» **Aim of the exercise**
From the forum thread about copying unmatched Excel data, reproduce word for word the passage that opens with the words containing "Copying data that" and closes with "Excel file explains.".

• Hi All

    Please note that at the Chandoo.org Forums there is Zero Tolerance to Spam

    Post Spam and you Will Be Deleted as a User

    Hui...

  • When starting a new post, to receive a quicker and more targeted answer, Please include a sample file in the initial post.

Copying data that doesn't match into a seperate tab

muna

Member
Hi all,

Please, could someone post a robust formula that will allow data that doesn't match to be copied into a separate tab?

Excel file explains.

Thank you in advance.
 

Attachments

  • example.xlsx
    11.5 KB · Views: 10
Code:
Option Explicit

Sub muna()
    Dim s1 As Worksheet, s2 As Worksheet
    Set s1 = Sheets("Data dump")
    Set s2 = Sheets("Results page")
    Dim i As Long, lr As Long, lrR As Long
    Application.ScreenUpdating = False
    lr = s1.Range("A" & Rows.Count).End(xlUp).Row
    For i = 2 To lr
        lrR = s2.Range("A" & Rows.Count).End(xlUp).Row
        With s1
            If .Range("A" & i) <> .Range("B" & i) Or .Range("C" & i) <> .Range("D" & i) Or .Range("E" & i) <> .Range("F" & i) Then
                .Range("A" & i & ":F" & i).Copy s2.Range("A" & lrR + 1)

» **Source data**
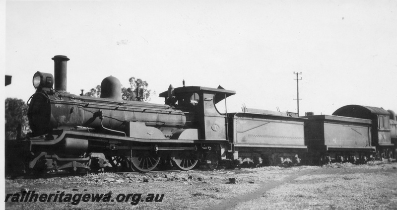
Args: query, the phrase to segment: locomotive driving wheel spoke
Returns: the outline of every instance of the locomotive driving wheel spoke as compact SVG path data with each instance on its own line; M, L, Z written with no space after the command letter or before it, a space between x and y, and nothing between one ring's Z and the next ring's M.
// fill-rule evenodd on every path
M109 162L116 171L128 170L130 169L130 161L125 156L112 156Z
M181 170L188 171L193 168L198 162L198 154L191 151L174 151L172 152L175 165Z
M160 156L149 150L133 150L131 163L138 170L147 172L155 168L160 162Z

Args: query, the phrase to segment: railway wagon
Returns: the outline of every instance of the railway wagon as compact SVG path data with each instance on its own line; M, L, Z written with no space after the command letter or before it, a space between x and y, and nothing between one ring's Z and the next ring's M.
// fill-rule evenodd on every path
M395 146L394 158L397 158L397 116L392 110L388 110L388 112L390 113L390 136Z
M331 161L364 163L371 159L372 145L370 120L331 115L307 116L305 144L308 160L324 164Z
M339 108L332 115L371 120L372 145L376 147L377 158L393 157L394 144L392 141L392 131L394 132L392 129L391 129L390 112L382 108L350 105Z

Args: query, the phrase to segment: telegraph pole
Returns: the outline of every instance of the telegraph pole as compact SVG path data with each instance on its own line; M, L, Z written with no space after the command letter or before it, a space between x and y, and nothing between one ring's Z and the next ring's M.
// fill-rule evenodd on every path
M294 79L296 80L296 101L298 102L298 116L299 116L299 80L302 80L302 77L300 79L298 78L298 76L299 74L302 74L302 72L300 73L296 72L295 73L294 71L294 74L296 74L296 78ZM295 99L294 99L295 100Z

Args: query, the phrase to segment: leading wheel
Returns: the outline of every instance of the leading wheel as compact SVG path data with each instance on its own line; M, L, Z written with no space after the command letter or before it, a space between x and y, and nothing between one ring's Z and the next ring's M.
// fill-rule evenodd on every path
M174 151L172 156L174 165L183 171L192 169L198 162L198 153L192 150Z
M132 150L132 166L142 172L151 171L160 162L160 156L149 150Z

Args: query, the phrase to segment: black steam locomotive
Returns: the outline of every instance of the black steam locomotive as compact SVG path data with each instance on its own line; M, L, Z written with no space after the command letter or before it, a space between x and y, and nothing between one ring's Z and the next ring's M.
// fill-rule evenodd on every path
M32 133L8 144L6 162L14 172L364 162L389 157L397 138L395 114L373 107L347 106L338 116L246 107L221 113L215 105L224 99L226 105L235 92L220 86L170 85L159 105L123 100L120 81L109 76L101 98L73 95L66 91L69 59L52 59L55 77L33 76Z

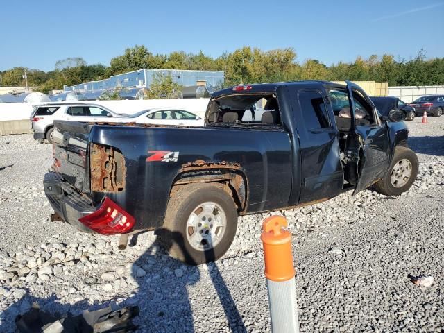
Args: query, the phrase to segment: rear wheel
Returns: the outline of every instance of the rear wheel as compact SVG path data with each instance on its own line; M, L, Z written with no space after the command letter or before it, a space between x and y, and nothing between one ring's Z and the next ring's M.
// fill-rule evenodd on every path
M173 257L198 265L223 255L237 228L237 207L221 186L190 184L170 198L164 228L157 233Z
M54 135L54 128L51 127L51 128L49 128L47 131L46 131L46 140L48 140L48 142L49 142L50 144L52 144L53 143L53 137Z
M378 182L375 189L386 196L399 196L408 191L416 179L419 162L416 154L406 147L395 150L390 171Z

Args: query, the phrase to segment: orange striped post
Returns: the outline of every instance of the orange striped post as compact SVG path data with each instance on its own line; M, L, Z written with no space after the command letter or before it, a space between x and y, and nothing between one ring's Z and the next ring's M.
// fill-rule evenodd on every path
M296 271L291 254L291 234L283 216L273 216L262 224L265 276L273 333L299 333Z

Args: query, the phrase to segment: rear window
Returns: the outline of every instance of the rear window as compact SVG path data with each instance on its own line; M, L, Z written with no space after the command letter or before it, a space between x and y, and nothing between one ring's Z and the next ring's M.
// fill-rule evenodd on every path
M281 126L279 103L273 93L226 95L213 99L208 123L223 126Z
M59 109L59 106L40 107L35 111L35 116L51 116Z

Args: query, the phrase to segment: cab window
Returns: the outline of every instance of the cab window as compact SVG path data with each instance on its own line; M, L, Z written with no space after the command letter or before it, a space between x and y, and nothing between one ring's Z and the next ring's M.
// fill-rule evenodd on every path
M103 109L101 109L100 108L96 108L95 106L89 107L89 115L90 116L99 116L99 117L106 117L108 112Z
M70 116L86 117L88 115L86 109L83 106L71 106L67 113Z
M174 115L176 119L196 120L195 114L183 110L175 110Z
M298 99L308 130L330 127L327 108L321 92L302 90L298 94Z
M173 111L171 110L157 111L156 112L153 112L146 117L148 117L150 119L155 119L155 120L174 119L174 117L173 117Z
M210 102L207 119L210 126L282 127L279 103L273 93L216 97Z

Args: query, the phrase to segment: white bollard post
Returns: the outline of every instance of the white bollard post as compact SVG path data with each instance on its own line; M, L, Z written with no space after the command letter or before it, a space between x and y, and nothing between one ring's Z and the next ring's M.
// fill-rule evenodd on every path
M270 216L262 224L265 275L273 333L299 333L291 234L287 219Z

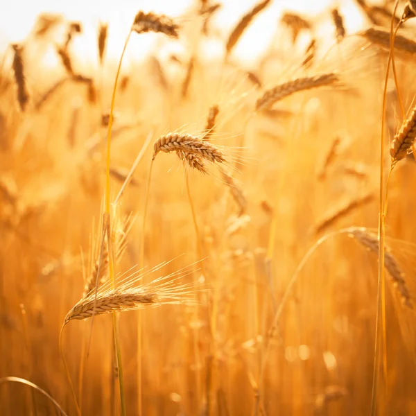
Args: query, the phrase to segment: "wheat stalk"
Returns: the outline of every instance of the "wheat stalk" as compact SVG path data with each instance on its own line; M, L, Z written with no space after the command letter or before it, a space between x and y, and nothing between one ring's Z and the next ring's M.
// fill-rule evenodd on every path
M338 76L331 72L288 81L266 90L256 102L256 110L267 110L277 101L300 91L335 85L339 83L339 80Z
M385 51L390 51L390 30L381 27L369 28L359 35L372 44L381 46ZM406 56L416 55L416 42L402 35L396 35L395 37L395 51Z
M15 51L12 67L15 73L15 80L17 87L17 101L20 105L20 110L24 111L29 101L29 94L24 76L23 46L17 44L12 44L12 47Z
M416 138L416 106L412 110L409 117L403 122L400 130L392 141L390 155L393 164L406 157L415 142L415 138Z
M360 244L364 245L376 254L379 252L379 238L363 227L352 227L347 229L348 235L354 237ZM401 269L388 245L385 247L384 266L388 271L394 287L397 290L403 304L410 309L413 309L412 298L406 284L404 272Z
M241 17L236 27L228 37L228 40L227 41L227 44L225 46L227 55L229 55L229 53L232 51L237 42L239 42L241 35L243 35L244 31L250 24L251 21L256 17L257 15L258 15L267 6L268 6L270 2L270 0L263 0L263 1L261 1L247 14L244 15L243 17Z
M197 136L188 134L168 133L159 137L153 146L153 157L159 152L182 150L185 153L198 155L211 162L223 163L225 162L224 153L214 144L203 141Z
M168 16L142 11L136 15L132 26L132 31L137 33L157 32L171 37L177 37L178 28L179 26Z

» **Response to this exercise**
Copying data that doesn't match into a seperate tab

muna

Member
Hi all,

Please, could someone post a robust formula that will allow data that doesn't match to be copied into a separate tab?

Excel file explains.